→ What to produce
Arrange the material below as a numbered list, covering only the lines from its first line through the line containing "x=600, y=12", both included, and leaving out blank lines.

* * * * * * *

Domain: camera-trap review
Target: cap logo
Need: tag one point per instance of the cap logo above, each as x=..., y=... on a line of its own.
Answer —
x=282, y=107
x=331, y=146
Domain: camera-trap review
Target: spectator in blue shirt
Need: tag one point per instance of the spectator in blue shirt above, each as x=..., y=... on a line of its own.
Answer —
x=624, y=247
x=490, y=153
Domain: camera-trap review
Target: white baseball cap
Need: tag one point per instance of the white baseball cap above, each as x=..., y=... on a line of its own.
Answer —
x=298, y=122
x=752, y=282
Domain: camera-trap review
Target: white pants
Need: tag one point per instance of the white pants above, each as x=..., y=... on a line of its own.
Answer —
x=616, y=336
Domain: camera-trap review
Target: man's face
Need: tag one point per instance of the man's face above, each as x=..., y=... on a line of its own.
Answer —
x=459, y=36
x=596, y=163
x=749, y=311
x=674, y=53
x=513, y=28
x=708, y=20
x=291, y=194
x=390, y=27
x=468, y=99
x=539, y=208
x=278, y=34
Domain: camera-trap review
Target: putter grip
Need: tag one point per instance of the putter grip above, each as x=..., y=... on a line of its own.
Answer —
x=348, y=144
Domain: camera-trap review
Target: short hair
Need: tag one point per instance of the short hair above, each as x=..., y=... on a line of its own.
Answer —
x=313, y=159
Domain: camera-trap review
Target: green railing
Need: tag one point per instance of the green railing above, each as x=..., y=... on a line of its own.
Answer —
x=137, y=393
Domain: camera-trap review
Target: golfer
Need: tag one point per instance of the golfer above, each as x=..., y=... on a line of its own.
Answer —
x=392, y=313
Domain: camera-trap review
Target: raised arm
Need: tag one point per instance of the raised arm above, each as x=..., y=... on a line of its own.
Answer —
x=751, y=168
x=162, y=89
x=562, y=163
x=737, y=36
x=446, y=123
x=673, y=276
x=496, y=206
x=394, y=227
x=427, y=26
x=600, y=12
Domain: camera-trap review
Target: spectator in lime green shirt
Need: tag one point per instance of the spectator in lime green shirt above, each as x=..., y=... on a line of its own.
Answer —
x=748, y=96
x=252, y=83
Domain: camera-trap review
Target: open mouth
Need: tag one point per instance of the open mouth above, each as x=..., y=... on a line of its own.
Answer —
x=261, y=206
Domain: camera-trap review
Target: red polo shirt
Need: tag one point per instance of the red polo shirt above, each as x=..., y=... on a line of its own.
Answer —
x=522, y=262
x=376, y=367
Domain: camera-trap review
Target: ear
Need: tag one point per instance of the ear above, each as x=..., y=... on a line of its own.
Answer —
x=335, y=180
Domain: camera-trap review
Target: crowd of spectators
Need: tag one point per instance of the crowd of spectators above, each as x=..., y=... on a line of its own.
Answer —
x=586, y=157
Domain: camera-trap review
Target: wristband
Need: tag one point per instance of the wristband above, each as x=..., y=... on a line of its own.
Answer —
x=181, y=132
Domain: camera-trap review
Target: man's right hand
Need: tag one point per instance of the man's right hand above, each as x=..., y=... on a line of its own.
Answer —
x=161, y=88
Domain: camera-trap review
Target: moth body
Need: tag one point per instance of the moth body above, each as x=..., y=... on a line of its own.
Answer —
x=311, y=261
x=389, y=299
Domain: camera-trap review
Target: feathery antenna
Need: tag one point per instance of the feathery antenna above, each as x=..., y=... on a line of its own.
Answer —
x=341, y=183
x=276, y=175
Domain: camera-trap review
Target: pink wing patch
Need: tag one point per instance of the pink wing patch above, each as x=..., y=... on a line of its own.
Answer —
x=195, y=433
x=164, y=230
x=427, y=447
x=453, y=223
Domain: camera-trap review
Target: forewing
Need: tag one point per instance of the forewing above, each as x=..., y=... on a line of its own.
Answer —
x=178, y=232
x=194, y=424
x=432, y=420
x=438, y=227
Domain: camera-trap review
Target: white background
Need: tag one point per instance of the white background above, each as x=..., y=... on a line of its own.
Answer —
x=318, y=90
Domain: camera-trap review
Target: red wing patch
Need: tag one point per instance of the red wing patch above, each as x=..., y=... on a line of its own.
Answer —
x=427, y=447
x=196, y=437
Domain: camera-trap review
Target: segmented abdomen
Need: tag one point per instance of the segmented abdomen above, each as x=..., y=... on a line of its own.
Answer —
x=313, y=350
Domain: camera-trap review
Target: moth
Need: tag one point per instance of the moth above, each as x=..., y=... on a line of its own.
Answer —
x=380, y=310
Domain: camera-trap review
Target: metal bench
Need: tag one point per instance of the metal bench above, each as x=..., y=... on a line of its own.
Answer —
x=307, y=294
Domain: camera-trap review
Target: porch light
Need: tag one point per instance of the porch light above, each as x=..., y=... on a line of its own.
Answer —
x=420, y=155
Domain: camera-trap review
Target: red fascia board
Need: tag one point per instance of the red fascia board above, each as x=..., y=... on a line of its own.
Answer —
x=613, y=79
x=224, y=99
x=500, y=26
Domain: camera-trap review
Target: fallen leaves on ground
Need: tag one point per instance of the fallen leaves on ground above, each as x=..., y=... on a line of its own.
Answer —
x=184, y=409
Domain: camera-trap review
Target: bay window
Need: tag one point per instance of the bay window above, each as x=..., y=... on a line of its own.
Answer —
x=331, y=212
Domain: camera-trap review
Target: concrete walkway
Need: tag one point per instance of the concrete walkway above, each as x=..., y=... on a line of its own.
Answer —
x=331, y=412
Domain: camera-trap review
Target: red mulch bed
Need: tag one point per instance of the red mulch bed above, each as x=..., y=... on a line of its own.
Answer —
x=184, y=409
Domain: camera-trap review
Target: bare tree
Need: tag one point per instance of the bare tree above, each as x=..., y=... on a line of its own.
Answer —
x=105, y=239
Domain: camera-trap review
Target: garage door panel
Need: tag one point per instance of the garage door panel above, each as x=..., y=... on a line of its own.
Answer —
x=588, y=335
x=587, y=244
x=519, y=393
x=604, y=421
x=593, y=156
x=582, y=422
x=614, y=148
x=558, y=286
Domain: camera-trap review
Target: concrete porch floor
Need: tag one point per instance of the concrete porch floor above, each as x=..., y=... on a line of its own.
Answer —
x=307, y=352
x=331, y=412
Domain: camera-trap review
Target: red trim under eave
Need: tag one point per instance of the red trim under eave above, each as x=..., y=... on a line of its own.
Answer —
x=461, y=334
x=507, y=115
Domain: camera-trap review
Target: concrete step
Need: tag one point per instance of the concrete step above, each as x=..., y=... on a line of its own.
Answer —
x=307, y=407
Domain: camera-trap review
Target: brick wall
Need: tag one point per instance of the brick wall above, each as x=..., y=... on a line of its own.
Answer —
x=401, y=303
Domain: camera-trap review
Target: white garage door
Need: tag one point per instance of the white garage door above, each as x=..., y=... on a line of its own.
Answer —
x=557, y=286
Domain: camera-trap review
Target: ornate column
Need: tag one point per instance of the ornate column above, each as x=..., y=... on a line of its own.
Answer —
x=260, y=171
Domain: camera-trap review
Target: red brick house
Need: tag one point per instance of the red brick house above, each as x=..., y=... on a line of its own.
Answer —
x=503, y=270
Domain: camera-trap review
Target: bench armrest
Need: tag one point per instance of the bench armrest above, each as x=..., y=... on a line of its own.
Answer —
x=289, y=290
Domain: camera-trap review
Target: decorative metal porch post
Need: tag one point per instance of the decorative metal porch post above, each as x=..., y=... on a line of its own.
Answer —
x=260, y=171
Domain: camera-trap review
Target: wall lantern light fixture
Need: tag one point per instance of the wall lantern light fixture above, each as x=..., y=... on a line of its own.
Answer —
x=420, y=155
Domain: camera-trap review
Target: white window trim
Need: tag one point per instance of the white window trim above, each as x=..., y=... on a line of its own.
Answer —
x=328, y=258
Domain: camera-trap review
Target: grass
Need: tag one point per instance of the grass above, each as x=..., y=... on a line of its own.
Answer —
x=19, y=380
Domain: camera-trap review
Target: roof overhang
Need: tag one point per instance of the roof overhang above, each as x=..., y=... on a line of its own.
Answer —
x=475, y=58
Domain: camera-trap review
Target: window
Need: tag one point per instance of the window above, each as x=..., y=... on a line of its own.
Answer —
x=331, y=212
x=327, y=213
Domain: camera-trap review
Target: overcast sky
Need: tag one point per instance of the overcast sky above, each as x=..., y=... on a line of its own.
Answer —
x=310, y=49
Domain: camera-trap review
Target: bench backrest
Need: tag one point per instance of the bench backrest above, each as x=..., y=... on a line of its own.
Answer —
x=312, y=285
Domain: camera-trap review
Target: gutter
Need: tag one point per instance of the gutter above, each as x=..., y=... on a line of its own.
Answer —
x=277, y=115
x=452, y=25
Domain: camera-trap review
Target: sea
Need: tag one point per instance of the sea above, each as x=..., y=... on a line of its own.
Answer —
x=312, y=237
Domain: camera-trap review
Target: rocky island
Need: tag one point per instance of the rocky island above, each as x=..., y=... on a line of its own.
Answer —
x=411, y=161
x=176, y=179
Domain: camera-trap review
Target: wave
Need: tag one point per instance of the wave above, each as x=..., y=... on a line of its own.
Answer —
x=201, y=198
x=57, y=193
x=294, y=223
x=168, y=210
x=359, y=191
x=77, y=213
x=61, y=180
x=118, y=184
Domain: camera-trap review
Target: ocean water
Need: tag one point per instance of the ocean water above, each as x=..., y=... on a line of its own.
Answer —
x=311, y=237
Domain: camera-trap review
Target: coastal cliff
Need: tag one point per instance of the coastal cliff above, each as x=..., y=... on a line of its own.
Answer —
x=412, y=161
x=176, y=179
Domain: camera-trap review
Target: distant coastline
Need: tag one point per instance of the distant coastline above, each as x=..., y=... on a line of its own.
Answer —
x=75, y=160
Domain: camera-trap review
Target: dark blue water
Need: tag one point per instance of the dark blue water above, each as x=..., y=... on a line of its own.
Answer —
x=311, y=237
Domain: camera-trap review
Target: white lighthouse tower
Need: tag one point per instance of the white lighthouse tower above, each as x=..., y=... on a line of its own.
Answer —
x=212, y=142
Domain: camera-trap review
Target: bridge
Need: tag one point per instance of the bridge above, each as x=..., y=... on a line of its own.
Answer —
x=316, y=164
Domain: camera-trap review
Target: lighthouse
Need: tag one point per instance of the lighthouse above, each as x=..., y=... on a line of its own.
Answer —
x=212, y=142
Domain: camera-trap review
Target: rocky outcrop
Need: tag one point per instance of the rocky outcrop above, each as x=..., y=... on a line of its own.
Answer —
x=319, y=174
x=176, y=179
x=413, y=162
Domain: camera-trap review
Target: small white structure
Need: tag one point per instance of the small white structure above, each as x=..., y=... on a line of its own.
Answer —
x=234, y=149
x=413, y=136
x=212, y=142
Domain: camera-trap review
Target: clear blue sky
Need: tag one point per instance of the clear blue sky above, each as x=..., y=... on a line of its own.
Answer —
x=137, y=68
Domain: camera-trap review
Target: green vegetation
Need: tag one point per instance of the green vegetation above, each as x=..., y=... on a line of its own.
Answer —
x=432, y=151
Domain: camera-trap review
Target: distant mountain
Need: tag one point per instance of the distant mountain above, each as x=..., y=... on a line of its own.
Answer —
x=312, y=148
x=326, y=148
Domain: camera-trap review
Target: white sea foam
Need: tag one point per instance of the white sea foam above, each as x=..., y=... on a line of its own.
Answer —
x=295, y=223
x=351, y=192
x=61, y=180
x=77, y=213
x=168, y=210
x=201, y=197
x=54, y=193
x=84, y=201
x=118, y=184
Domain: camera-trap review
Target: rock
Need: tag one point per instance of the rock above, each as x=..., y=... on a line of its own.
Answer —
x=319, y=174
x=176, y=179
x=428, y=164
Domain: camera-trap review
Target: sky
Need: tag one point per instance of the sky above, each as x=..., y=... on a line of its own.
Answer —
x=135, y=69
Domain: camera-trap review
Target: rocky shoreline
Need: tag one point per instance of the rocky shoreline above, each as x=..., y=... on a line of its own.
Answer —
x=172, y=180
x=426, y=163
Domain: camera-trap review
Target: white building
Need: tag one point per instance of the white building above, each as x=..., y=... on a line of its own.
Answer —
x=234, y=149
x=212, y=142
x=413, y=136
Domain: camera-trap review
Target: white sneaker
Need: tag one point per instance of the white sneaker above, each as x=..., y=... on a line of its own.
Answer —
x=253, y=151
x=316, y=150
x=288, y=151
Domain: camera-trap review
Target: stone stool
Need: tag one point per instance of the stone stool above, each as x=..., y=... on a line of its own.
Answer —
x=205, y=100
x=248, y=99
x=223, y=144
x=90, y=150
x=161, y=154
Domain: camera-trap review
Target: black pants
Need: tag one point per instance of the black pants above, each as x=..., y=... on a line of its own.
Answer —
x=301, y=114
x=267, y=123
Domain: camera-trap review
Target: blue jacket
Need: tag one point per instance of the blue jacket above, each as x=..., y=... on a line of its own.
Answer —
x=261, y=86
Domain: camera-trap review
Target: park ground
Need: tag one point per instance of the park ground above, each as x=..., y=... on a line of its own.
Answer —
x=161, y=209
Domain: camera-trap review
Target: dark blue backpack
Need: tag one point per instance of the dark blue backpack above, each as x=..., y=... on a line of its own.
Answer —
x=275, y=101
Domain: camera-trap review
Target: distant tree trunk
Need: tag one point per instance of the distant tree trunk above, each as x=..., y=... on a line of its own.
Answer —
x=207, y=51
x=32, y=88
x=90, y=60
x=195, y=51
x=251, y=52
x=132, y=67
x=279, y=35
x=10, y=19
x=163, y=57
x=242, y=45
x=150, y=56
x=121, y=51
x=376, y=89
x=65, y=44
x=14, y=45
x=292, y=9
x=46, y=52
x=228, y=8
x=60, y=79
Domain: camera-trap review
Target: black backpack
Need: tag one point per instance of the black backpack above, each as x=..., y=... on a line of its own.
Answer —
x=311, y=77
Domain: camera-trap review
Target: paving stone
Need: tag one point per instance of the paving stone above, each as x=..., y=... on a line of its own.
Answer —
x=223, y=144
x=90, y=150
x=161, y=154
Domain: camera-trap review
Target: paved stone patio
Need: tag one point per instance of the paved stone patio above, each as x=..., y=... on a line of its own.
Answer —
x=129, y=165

* * * * * * *

→ Final result
1. Domain: camera-trap review
2. Target: cap logo
3. Need: tag one point per instance of the cap logo above, each as x=..., y=... on a line of its own.
4. Answer —
5. x=282, y=107
6. x=331, y=146
7. Domain: camera-trap review
8. Target: spectator in blue shirt
9. Need: tag one point per instance of the spectator in blue shirt above, each as x=..., y=... on a line of its own.
10. Answer —
11. x=624, y=247
12. x=490, y=153
13. Domain: camera-trap review
14. Target: white baseball cap
15. Need: tag one point per instance of the white baseball cap above, each as x=..., y=... on a line of its own.
16. Answer —
17. x=298, y=122
18. x=752, y=282
19. Domain: camera-trap review
20. Target: white pants
21. Need: tag one point per instance of the white pants above, each as x=..., y=... on a line of its own.
22. Answer —
23. x=616, y=336
24. Domain: camera-trap review
25. Target: man's face
26. Need: tag one point per instance of the man's face above, each as x=..., y=... on a line of its own.
27. Answer —
28. x=459, y=36
29. x=596, y=163
30. x=749, y=311
31. x=674, y=53
32. x=513, y=28
33. x=708, y=20
34. x=291, y=194
35. x=390, y=27
36. x=468, y=99
37. x=539, y=208
38. x=278, y=34
39. Domain: camera-trap review
40. Target: putter grip
41. Need: tag one point per instance of the putter grip above, each as x=..., y=... on a line of its own.
42. Answer —
43. x=348, y=144
44. Domain: camera-trap review
45. Target: short hair
46. Need: tag one point per instance of the short hair above, each as x=..., y=... on a line of its own.
47. Answer —
48. x=313, y=159
49. Domain: camera-trap review
50. Target: green railing
51. Need: tag one point per instance of the green railing above, each as x=..., y=... on a line of its own.
52. Answer —
53. x=137, y=393
54. Domain: camera-trap review
55. Target: golfer
56. Need: tag one point per instance of the golfer above, each as x=..., y=... on a line of its own.
57. Answer —
58. x=392, y=313
59. Domain: camera-trap review
60. Target: raised arm
61. Need: tag one point per instance of the raised arm above, each as x=..., y=... on a line of its own.
62. Answer —
63. x=751, y=168
64. x=162, y=89
65. x=562, y=163
66. x=737, y=36
67. x=446, y=123
68. x=673, y=276
69. x=496, y=206
70. x=394, y=227
71. x=427, y=26
72. x=600, y=12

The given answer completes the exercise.